▶ [What the task requires] Go through the data and retrieve each line that includes the string "stick".

Records from a data source
........

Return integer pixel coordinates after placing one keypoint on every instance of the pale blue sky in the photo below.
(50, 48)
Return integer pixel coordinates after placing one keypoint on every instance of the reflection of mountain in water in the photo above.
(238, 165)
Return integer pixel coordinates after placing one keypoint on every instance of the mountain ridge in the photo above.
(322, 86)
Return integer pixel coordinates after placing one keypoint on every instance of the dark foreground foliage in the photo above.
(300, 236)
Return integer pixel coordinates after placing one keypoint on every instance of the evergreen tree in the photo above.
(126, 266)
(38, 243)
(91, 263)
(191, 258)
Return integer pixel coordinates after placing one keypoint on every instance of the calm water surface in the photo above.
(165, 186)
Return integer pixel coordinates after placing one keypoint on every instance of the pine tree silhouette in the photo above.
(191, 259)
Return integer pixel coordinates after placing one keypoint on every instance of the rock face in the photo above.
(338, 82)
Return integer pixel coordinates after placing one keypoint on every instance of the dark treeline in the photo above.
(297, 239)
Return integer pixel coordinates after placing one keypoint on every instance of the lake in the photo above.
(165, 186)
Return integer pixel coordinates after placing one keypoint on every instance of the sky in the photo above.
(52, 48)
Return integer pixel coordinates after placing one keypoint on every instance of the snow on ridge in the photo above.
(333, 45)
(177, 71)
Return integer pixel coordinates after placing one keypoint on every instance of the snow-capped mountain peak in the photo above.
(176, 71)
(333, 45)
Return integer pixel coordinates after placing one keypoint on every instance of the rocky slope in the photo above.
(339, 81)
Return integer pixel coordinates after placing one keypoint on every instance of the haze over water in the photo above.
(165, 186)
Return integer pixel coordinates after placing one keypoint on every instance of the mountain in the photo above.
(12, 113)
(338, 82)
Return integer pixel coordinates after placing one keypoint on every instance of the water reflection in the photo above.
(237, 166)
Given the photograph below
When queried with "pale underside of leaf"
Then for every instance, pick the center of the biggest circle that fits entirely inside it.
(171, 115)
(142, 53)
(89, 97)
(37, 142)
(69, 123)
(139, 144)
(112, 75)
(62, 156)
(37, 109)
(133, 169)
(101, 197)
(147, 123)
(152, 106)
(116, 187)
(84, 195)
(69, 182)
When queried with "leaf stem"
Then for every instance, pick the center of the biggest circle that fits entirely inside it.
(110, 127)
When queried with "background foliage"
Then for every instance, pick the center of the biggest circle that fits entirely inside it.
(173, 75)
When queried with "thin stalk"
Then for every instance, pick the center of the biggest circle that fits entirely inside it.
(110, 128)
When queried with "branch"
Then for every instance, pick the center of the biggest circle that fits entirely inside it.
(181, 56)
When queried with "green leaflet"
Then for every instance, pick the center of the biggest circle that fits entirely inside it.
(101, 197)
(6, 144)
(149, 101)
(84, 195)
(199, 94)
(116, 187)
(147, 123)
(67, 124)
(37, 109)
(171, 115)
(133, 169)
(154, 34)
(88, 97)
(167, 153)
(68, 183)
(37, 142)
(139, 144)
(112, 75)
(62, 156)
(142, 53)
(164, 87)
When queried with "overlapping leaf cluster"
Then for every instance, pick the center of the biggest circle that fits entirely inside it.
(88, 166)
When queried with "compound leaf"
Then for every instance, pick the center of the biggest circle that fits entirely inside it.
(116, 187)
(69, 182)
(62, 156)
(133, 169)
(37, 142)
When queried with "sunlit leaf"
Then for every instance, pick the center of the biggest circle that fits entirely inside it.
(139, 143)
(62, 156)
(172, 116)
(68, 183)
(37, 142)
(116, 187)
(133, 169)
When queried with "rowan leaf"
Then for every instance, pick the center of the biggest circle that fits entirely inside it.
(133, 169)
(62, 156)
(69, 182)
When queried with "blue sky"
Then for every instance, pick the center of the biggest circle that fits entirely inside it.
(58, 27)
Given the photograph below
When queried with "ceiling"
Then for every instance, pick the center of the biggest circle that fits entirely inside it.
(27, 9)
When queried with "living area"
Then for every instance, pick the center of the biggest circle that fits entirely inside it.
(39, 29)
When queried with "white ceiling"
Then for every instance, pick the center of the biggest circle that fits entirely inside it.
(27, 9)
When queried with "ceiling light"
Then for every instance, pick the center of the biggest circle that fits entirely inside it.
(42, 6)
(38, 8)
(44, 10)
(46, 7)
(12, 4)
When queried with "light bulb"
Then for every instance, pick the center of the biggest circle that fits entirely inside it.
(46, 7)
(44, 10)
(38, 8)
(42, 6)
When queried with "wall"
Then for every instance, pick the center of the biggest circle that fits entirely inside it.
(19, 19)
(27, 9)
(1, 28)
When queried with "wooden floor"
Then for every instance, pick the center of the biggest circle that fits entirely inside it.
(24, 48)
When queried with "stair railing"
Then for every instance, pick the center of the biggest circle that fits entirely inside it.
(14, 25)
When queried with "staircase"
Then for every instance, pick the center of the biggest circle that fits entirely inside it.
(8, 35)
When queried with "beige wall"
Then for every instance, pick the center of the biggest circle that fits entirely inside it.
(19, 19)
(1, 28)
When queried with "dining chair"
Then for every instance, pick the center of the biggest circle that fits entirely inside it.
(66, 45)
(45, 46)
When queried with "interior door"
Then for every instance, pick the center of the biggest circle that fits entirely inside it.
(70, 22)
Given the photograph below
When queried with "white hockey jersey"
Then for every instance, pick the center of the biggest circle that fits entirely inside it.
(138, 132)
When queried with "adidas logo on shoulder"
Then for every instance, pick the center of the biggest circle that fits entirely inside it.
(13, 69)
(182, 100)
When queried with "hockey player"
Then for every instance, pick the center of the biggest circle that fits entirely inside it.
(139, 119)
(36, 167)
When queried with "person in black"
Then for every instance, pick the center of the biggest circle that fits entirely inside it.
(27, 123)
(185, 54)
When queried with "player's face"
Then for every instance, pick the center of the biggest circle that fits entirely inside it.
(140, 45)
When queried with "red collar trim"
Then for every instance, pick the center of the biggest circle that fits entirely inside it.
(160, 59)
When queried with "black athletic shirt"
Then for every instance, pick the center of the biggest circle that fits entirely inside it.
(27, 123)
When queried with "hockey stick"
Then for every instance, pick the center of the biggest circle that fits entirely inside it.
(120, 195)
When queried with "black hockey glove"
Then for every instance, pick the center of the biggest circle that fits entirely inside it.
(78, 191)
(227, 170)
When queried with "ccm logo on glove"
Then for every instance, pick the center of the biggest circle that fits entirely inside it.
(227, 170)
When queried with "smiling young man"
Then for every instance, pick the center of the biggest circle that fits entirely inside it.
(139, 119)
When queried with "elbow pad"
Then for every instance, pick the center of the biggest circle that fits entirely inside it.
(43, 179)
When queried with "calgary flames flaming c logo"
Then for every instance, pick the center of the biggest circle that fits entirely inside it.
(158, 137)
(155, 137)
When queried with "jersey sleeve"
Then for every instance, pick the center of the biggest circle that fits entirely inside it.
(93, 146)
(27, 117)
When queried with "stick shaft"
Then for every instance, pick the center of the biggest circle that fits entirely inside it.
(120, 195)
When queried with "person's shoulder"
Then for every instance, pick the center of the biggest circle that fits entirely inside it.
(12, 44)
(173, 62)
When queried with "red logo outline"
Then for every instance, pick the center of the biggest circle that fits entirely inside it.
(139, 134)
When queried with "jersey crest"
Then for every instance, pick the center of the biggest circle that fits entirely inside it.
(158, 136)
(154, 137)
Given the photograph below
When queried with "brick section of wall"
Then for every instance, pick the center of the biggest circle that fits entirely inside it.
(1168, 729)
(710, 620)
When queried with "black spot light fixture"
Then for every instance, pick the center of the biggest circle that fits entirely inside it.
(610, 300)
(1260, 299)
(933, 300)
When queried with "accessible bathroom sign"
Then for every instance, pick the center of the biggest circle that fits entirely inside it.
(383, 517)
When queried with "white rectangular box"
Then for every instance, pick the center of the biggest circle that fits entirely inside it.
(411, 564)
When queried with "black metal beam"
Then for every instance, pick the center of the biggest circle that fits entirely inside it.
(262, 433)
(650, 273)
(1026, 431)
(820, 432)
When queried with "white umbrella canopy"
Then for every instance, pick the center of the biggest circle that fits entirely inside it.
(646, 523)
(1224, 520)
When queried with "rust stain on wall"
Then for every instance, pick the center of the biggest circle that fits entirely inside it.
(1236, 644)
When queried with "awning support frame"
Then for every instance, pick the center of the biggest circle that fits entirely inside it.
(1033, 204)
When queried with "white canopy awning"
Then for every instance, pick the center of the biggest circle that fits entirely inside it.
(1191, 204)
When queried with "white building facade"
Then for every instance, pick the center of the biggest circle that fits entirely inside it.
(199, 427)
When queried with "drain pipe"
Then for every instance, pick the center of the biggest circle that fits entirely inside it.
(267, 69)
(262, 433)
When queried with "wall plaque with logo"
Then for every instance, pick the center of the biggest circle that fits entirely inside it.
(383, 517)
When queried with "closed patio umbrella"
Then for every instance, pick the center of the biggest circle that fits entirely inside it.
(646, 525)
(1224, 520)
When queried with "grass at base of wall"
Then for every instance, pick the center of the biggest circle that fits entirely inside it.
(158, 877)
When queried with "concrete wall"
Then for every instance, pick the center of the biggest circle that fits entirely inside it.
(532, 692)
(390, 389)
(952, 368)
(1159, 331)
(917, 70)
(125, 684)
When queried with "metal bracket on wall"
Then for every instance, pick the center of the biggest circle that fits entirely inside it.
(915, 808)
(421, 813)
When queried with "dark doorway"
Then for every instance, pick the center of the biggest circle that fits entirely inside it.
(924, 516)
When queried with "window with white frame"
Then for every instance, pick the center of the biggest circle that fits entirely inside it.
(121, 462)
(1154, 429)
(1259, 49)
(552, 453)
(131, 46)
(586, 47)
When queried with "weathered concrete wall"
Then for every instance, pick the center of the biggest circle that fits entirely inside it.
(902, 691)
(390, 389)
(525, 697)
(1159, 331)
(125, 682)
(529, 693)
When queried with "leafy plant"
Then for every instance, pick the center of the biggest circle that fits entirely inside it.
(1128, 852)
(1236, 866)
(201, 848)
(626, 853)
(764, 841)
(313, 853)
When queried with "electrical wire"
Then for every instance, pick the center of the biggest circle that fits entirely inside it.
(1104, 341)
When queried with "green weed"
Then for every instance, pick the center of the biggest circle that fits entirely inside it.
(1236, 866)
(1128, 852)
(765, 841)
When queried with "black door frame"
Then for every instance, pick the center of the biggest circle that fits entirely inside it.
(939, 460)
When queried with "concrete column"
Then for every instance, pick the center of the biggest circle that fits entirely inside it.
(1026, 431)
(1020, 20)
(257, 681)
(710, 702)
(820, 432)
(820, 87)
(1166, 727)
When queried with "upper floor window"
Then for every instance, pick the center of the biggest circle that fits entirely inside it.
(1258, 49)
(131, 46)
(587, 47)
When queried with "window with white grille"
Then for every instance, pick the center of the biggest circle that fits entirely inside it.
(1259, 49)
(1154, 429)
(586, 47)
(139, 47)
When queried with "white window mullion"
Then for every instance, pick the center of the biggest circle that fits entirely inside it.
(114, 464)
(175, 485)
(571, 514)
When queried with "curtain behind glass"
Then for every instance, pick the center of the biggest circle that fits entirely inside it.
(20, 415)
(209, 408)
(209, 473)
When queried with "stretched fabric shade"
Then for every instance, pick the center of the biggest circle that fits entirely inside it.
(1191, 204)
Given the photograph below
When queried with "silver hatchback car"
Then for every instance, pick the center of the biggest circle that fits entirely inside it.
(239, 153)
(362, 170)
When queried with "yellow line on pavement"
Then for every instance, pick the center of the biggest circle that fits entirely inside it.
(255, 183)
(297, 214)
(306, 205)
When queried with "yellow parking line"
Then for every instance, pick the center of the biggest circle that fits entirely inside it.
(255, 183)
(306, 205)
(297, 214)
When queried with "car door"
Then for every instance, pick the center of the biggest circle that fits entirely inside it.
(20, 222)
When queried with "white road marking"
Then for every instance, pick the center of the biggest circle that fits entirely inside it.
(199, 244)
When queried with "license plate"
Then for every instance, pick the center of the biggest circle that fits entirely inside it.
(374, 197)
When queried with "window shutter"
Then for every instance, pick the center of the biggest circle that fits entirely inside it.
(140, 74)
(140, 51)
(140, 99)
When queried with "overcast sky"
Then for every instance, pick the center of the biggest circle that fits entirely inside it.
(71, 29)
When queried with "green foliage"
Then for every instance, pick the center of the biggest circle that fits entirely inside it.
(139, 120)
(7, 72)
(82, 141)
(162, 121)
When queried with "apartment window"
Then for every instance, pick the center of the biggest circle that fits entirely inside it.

........

▶ [Expected output]
When queried with "hockey stick"
When queried with "stick shaft"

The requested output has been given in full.